## SELECTED TEXT
I understand that generally the advice here is to simply continue meditating and if possible to seek out a knowledgeable and accomplished teacher. It is good advice. It is most important not to disturb your progress by now adding expectations of big things to come or a sense of satisfaction such as is typical of completing some kind of work. Those kinds of attitudes will impair your motivation and energy to continue. Now, how to proceed?

From what you have described it appears that you are well aware of how pleasant it is to be single minded and how free the sense of spaciousness is and so now you do have that to continue to draw your attention. Because you are having good success with concentration, I suggest you should continue to develop and establish that concentration. When it becomes like any other tool, like a shovel or a broom which you can easily locate and pick up and put to work, then your concentration is very mature and very useful.

It is then important to understand how to usefully and most beneficially employ that full concentration, how to direct the single mindedness and clarity. Using the breath as your object you have made your attention singular and this naturally becomes pleasant. When the breath slips away there is simply the joy and peace or simply the peace of that single minded attention. What you then describe appears to be the directing of that single minded attention upon mind itself. This is what occurs in shifting from form jhana to formless jhana. This is why the formless jhana are sometimes considered variants of the fourth jhana. There is a difference however. In a concentration with form the singleness of attention was still related to form, a singular relation and therefore simply the forms of body and mind conditions at complete stillness and peace, single minded and sustained attention to that peaceful stillness of form.

It is natural then for you, at some point as you emerge into thought again to reflect and consider, "is this single minded equanimity not then simply the quality of mind when there is no diversity of forms such as sense impressions, body contacts or feelings and thought impressions?" Curious about this you then direct your concentrated mind towards it's own qualities and as you do this, returning to single minded attending and also turning entirely away from even the single and peaceful form of body and mind at complete ease, you become aware of the quality of mind when it is entirely free of objects of body and mind. Here then, even the great calm and ease of having reduced body and mind impressions to one unhindered calmness is gone and there is attention only to the remaining qualities of mind. It is still fully peaceful but without a form to attend to it is spacious and unhindered, vast.

The first thing you will likely note about the qualities of mind when these alone are present is precisely what you go on to describe, the spaciousness of mind. Mind free of form is endlessly vast, like space and non-local like space, everywhere and nowhere like space, capable of touching anything but reduced to only mind qualities free of objects it is touching nothing and so it is emptied of all objects which ordinarily it contacts, one after the next. It is that contact with objects which obscures the spaciousness of mind and the sense of openness and freedom of mind within that endless spaciousness.

You can move through that space and yet it is all the same and there is no sense of motion, you can examine all of that space and it is all empty of anything that you commonly consider a part of yourself. This is because you have turned away from all of those things that you typically consider a part of yourself, the sense impressions, the feelings in the body, the thoughts in the mind and so on. When you return again to any of that the space is gone again, it is again obscured by whatever mind makes contact with. Whatever mind makes contact with will then make an impression on that space just like a photograph is the impression of light on light sensitive material. So too, mind is sensitive to all that it comes into contact with, it can make an impression of that contact and it can "recall" those impressions.

## WHAT IS REQUIRED
Copy from the meditation passage, starting with "The first thing" and going on through "that endless spaciousness.".

## MATERIAL SHOWN

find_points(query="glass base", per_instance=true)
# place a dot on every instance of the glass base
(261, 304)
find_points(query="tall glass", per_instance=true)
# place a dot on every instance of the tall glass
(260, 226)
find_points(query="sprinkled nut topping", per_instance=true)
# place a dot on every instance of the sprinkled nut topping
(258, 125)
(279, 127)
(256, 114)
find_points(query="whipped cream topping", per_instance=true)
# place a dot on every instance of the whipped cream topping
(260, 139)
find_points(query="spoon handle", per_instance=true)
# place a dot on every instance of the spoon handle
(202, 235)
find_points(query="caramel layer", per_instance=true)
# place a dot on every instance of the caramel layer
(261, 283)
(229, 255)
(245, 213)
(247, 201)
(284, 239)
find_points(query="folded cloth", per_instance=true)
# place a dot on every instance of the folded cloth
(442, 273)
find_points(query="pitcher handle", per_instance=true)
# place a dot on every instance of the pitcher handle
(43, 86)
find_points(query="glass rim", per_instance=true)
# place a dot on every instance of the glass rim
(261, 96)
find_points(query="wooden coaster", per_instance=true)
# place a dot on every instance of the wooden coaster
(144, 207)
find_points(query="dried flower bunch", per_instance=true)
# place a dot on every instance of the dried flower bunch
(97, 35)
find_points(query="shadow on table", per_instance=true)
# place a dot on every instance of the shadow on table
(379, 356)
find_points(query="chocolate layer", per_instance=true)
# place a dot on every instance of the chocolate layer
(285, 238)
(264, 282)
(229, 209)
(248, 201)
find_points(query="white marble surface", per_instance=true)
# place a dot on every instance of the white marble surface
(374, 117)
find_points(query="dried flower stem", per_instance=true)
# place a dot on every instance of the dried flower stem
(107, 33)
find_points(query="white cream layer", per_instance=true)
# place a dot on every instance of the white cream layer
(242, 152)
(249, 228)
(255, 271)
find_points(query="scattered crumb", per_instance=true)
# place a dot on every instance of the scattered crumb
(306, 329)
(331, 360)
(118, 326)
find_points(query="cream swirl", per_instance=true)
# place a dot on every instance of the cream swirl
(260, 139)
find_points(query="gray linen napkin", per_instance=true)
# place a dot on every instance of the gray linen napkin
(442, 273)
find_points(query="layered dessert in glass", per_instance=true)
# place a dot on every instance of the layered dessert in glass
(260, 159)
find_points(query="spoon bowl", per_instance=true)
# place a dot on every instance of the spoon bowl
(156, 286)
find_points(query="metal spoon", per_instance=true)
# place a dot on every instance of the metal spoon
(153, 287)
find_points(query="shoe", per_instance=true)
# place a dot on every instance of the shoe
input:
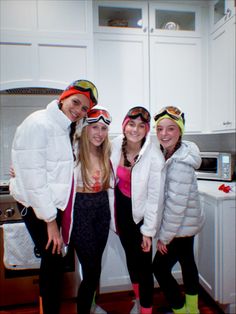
(96, 309)
(136, 307)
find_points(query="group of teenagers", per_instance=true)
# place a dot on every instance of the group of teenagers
(74, 185)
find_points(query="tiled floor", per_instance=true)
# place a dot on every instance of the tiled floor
(120, 303)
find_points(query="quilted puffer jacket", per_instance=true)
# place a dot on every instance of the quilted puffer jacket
(42, 159)
(182, 215)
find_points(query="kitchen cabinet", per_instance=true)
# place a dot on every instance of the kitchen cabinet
(149, 53)
(45, 43)
(221, 110)
(216, 256)
(220, 12)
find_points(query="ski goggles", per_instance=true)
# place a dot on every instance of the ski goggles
(85, 86)
(174, 112)
(139, 112)
(94, 115)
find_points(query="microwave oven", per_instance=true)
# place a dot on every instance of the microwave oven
(216, 166)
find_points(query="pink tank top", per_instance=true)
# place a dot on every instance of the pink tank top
(124, 183)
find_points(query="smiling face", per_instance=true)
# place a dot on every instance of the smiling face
(135, 130)
(97, 133)
(75, 107)
(168, 134)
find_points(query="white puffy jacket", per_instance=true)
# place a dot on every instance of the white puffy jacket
(183, 215)
(42, 159)
(147, 185)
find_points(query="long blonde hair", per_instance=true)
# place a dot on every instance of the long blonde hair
(84, 160)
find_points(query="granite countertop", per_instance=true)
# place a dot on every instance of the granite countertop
(207, 187)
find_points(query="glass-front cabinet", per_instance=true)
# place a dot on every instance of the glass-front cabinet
(138, 17)
(121, 17)
(166, 18)
(221, 11)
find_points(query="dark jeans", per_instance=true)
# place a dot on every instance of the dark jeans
(179, 250)
(50, 275)
(139, 263)
(89, 237)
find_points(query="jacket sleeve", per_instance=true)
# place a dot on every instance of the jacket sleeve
(29, 159)
(155, 195)
(178, 187)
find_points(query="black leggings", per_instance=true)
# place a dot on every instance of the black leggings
(89, 237)
(139, 263)
(179, 250)
(51, 268)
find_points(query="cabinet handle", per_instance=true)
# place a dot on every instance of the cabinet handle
(228, 13)
(225, 123)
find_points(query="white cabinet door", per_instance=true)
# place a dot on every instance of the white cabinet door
(45, 43)
(121, 67)
(207, 244)
(221, 113)
(175, 76)
(170, 59)
(216, 256)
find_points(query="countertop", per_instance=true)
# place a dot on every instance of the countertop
(207, 187)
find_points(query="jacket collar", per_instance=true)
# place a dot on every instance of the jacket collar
(57, 115)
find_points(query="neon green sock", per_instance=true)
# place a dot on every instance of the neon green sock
(183, 310)
(191, 302)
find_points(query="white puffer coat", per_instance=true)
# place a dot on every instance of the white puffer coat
(183, 215)
(42, 159)
(147, 185)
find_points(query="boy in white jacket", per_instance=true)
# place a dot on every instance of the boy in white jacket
(43, 162)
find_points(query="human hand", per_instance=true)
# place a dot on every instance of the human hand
(161, 247)
(54, 237)
(146, 244)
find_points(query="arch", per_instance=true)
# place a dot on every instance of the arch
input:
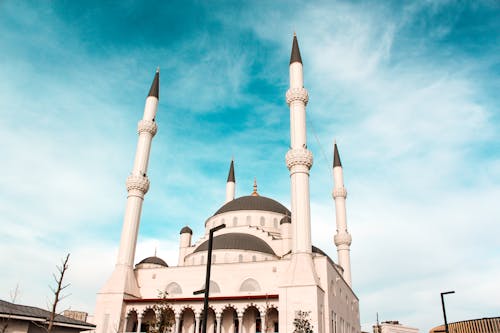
(229, 319)
(148, 319)
(250, 285)
(272, 321)
(187, 320)
(173, 288)
(214, 287)
(131, 320)
(251, 322)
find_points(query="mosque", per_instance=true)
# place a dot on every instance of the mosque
(265, 270)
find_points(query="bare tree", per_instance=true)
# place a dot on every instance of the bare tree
(57, 291)
(163, 320)
(302, 322)
(4, 322)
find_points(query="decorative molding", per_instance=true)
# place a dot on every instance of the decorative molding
(297, 94)
(342, 239)
(147, 126)
(339, 192)
(138, 182)
(299, 156)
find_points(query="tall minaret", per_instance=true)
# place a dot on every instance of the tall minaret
(231, 183)
(300, 278)
(342, 238)
(122, 284)
(299, 159)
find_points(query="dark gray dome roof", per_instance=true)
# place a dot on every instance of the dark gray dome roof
(237, 241)
(251, 202)
(153, 260)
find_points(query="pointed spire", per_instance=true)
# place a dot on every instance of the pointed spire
(295, 56)
(155, 86)
(254, 193)
(336, 156)
(230, 176)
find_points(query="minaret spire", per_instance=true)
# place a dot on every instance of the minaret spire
(154, 91)
(295, 55)
(336, 156)
(301, 275)
(231, 183)
(123, 283)
(342, 238)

## RESPONSE TO THIS TASK
The first thing you will likely note about the qualities of mind when these alone are present is precisely what you go on to describe, the spaciousness of mind. Mind free of form is endlessly vast, like space and non-local like space, everywhere and nowhere like space, capable of touching anything but reduced to only mind qualities free of objects it is touching nothing and so it is emptied of all objects which ordinarily it contacts, one after the next. It is that contact with objects which obscures the spaciousness of mind and the sense of openness and freedom of mind within that endless spaciousness.